Position identification records:
* * *

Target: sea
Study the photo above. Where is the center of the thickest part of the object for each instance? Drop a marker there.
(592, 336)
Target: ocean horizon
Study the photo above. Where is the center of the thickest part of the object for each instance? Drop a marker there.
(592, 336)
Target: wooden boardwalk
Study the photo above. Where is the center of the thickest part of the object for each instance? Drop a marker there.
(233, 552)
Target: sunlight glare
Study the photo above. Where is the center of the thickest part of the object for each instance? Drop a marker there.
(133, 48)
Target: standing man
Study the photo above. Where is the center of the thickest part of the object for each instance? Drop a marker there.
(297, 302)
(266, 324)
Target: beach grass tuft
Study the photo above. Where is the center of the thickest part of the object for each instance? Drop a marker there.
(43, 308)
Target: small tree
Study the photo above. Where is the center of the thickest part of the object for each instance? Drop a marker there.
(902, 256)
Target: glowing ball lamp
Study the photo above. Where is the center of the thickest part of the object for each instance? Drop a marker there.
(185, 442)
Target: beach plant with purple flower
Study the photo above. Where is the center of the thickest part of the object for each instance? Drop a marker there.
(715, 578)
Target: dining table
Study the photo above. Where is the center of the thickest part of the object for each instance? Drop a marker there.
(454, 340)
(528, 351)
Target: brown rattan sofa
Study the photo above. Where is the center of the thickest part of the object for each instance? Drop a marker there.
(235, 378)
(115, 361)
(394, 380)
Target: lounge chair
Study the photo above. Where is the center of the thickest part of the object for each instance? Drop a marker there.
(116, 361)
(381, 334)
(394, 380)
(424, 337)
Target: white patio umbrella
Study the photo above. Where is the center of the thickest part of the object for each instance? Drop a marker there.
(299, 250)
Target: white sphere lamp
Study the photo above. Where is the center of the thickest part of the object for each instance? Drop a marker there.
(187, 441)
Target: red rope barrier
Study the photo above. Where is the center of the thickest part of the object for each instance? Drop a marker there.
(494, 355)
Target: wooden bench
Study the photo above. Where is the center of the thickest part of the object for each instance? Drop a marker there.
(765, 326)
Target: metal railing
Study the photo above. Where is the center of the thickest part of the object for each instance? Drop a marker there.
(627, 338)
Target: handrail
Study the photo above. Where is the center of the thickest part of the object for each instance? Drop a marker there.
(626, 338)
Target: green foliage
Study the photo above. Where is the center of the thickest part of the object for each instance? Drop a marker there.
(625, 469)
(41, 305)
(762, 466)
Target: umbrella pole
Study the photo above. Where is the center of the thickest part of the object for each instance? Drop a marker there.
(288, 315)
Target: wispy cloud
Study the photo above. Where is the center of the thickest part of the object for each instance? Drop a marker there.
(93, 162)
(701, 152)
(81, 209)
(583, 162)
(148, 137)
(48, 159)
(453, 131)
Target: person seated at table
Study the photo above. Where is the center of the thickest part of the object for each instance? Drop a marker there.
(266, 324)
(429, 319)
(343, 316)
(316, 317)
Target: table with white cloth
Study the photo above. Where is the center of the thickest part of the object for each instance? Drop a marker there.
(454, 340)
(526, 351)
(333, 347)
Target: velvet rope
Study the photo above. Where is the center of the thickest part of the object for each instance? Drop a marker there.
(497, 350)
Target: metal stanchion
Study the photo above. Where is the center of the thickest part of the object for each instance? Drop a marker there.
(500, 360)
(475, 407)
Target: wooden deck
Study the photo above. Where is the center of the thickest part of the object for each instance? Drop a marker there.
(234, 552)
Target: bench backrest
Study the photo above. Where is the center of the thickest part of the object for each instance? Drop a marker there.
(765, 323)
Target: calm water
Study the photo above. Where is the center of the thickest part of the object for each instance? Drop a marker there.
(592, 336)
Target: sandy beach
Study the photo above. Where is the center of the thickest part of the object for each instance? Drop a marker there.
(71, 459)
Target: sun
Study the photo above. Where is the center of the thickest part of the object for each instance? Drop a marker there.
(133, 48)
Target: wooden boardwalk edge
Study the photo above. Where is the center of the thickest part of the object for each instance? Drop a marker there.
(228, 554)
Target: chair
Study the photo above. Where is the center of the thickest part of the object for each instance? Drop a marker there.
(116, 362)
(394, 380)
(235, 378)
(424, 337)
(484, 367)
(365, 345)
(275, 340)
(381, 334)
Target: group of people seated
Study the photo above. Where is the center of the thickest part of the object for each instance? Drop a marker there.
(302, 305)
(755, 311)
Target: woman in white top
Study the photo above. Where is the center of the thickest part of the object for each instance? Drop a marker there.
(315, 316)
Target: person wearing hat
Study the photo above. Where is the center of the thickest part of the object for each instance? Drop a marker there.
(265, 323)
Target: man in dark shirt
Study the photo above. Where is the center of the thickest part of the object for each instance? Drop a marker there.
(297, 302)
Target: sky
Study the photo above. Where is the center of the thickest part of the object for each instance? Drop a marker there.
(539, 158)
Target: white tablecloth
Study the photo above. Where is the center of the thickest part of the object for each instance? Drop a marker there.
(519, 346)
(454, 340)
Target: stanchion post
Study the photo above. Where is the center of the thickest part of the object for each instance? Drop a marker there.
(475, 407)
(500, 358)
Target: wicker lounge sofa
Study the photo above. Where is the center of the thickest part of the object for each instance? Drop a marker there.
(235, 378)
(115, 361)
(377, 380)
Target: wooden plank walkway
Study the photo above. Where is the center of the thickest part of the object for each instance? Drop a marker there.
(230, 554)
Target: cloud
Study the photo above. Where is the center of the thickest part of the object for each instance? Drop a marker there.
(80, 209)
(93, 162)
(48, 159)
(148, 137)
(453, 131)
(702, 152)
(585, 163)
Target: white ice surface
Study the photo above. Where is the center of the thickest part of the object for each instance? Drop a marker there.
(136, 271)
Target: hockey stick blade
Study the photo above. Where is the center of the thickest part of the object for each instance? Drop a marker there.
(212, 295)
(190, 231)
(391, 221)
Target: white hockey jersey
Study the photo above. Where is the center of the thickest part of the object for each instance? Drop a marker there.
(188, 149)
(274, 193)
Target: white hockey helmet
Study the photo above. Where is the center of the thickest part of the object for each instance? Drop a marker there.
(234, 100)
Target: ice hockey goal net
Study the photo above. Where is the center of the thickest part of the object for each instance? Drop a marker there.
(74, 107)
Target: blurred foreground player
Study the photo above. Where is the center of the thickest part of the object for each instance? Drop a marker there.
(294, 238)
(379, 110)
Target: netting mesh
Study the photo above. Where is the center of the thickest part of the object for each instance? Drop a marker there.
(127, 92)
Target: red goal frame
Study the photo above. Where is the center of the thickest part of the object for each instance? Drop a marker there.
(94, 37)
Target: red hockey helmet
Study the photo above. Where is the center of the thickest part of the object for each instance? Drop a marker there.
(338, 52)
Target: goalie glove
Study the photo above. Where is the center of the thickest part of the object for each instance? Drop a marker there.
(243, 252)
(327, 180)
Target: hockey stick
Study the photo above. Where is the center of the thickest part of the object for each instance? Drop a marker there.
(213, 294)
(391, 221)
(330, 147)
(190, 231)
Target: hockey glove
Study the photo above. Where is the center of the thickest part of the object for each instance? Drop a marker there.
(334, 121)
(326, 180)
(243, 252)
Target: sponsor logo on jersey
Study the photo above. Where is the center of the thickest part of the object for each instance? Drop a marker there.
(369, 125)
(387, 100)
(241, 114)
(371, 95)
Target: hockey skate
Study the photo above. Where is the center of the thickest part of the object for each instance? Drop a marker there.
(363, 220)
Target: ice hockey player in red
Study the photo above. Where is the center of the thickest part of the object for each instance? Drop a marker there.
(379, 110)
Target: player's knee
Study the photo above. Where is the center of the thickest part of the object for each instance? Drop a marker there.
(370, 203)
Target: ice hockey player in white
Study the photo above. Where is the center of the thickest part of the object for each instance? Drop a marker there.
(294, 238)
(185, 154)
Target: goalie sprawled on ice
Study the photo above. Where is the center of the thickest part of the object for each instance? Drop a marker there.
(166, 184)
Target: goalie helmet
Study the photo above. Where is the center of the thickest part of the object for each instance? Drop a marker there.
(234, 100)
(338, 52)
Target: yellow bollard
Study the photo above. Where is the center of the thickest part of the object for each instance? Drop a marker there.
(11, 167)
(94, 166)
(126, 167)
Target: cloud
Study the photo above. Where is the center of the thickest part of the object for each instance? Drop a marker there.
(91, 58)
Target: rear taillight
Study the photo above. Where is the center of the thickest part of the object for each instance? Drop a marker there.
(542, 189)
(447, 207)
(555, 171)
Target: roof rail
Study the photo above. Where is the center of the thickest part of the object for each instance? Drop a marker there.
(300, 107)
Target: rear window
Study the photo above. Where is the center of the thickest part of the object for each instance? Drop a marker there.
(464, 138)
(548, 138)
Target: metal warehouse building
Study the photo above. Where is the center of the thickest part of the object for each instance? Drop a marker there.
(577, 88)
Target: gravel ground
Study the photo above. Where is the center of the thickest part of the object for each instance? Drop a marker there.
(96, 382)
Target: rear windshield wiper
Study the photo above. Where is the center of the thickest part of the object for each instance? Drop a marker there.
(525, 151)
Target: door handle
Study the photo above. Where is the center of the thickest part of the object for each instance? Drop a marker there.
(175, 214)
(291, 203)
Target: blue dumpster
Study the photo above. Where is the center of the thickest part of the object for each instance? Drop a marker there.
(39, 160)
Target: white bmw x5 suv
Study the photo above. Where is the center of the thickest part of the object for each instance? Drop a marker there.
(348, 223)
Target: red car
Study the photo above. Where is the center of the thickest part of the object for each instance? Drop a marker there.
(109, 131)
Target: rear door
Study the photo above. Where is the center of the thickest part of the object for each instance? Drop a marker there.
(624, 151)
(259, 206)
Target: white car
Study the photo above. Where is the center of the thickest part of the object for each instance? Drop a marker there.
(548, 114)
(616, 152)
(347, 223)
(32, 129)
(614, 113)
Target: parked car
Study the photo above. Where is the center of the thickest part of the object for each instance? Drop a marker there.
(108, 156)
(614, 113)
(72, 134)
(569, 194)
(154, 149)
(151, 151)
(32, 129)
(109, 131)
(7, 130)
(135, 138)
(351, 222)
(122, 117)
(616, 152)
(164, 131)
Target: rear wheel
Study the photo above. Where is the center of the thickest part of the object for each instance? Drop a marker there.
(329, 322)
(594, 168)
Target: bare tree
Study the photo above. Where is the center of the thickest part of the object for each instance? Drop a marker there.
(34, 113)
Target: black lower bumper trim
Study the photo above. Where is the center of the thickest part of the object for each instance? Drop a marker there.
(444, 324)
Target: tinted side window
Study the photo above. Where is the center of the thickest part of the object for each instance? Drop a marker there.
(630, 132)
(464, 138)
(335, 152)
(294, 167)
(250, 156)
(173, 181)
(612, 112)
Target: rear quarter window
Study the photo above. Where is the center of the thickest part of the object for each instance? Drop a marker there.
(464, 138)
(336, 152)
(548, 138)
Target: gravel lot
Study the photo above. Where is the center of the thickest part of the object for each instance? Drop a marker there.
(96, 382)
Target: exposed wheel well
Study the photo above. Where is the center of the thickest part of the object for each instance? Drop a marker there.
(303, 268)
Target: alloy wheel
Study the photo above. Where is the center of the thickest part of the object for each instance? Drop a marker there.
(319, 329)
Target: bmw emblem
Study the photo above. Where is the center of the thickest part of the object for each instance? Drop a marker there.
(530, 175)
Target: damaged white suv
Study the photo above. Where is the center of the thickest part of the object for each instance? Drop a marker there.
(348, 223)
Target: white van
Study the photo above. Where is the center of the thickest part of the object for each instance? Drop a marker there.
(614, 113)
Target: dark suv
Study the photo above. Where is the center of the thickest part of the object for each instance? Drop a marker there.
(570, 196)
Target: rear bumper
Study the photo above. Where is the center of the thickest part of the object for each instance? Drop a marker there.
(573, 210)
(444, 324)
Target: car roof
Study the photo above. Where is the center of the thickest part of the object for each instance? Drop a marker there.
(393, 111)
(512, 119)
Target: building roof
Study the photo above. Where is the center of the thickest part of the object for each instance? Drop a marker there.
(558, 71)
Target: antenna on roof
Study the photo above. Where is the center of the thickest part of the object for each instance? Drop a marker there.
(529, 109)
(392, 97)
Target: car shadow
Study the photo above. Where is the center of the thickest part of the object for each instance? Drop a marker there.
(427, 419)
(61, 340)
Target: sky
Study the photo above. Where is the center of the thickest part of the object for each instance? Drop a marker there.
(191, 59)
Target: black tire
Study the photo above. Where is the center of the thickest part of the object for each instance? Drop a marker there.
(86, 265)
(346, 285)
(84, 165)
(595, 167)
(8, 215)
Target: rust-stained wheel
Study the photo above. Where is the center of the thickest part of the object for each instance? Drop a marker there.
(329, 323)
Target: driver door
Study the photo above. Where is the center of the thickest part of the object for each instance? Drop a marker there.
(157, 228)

* * *

Written request: Beginning at the line where "Target: dark suv" appears, extract each line through the end of the data above; keep them exact and include nothing else.

Solved problem:
Target: dark suv
Study the photo above. Where is the center of the thickest part of the object for each instance? Drop a marker there.
(570, 196)
Target: rear bumper
Study the photo above. Where is the center of the thickest part of the object for each instance? Drop a marker there.
(573, 210)
(444, 324)
Target: car roof
Study the photo above. Where is the center of the thickest part of the object for each instance? Drop a marker there.
(393, 111)
(512, 119)
Target: building roof
Study the photo above. Where is the center of the thickest part of the object for each instance? Drop a marker there.
(558, 71)
Target: antenna on roof
Study the photo above. Where is the center of the thickest part of the object for each instance? Drop a marker there.
(529, 109)
(392, 97)
Target: car shadow
Study the photo above. Where is the center of the thickest part of the object for each instance? Drop a marker there.
(427, 419)
(61, 340)
Target: sky
Study the photo above. Where is the center of the thickest part of the object for each instance? Drop a marker there.
(191, 59)
Target: black tire
Study the photo above. Where is the center of the thickest part of the object for each instance? Drop a marker there.
(86, 265)
(346, 285)
(84, 165)
(595, 167)
(8, 215)
Target: rust-stained wheel
Study the photo above. Where is the center of the thickest part of the object for each instance? Drop a marker there.
(329, 323)
Target: driver door
Study the photo above. Where is the center of the thickest part of the object for each instance? Drop a marker there.
(157, 228)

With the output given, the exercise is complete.